◆ **Problems to work on**:
A – Answer these from the film review, each on its own line marked (i), (ii) or (iii):
(i) Who directed the film?
(ii) How old is Scott Thorson when he catches Liberace's eye?
(iii) In what year did Liberace die?
B – Repeat word for word the part of the film review from "Director: Steven Soderbergh" up to and including "illnesses in 1987.".

◆ **Source passage**:
Start of Block

Director: Steven Soderbergh
Starring: Michael Douglas, Matt Damon, Dan Aykroyd, Rob Lowe
UK Release date: 7 June 2013
Certificate: 15 (118 mins)
The plot is relatively straightforward: after a backstage introduction, eighteen-year-old animal wrangler Scott Thorson catches Liberace’s eye and becomes his lover, apparently inadvertently pushing out the current favourites. Liberace showers him with gifts and proposes to adopt him; a combination of drug use on one side and promiscuity on the other leads to the breakdown of the relationship. Litigation and its grim aftermath follow, then reconciliation shortly before Liberace’s death from AIDS-related illnesses in 1987.

End of Block

◆ **Data under study**:
Start of Block

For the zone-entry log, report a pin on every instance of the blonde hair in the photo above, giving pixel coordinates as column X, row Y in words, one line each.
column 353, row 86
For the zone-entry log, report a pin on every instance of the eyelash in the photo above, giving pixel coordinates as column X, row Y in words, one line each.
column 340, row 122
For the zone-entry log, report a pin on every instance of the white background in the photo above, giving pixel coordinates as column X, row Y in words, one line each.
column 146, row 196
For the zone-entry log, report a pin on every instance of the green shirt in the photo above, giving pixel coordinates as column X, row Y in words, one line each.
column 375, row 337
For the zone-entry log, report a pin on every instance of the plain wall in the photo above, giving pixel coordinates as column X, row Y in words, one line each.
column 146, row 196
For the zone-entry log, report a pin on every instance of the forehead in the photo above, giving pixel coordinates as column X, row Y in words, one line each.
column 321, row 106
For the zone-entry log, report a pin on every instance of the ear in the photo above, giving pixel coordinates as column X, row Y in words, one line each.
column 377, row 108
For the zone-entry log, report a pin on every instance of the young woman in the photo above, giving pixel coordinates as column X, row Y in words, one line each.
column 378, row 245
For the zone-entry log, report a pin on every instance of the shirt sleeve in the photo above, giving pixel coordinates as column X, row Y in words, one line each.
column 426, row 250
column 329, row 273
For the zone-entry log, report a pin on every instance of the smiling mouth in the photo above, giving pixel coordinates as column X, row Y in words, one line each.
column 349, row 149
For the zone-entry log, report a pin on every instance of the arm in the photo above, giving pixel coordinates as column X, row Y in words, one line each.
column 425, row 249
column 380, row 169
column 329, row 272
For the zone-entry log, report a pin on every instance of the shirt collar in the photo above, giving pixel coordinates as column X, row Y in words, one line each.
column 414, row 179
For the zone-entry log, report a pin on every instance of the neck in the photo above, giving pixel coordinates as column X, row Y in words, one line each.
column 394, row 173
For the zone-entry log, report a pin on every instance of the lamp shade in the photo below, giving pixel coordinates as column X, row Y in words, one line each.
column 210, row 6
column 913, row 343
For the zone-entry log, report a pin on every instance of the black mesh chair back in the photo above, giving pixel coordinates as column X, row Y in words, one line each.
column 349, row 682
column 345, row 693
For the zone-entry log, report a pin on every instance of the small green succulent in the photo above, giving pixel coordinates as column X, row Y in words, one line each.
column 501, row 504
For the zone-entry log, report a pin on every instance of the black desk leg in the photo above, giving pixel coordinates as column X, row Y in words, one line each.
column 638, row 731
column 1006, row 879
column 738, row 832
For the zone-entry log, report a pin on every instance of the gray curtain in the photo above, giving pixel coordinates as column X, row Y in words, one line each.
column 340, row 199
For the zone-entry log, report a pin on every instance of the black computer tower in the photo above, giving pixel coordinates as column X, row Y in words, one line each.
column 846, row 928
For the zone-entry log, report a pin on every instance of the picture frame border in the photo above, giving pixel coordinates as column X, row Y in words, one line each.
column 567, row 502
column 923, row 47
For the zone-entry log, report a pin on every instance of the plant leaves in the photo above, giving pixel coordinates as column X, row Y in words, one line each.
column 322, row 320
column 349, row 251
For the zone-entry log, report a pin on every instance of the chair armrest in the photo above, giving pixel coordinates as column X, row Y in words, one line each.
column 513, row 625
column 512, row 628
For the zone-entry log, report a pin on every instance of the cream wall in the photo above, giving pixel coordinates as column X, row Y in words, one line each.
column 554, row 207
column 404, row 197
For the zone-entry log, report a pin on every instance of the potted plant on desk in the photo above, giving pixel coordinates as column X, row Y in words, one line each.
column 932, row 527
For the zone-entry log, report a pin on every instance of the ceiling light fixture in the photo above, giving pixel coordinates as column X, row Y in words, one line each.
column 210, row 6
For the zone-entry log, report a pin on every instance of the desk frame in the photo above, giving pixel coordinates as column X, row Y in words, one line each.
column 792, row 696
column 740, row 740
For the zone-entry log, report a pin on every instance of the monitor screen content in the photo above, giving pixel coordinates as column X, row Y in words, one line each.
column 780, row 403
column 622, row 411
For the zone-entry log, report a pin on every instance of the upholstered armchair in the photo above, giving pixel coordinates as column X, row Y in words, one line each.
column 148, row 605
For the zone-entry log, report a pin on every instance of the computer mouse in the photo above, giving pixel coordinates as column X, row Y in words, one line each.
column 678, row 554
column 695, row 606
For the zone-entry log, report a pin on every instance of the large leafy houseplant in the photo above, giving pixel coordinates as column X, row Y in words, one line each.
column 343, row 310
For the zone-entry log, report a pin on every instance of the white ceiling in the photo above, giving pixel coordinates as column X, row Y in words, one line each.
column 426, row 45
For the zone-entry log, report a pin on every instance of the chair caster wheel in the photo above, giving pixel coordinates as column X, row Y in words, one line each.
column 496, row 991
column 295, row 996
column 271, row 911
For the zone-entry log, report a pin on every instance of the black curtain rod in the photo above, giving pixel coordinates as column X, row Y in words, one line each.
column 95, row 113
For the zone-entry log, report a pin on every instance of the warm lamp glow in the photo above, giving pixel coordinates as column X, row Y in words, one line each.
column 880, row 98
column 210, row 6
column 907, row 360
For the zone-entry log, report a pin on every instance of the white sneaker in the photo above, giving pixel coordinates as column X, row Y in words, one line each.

End of Block

◆ **Expected outputs**:
A –
(i) Steven Soderbergh
(ii) Eighteen
(iii) 1987

B –
Director: Steven Soderbergh
Starring: Michael Douglas, Matt Damon, Dan Aykroyd, Rob Lowe
UK Release date: 7 June 2013
Certificate: 15 (118 mins)
The plot is relatively straightforward: after a backstage introduction, eighteen-year-old animal wrangler Scott Thorson catches Liberace’s eye and becomes his lover, apparently inadvertently pushing out the current favourites. Liberace showers him with gifts and proposes to adopt him; a combination of drug use on one side and promiscuity on the other leads to the breakdown of the relationship. Litigation and its grim aftermath follow, then reconciliation shortly before Liberace’s death from AIDS-related illnesses in 1987.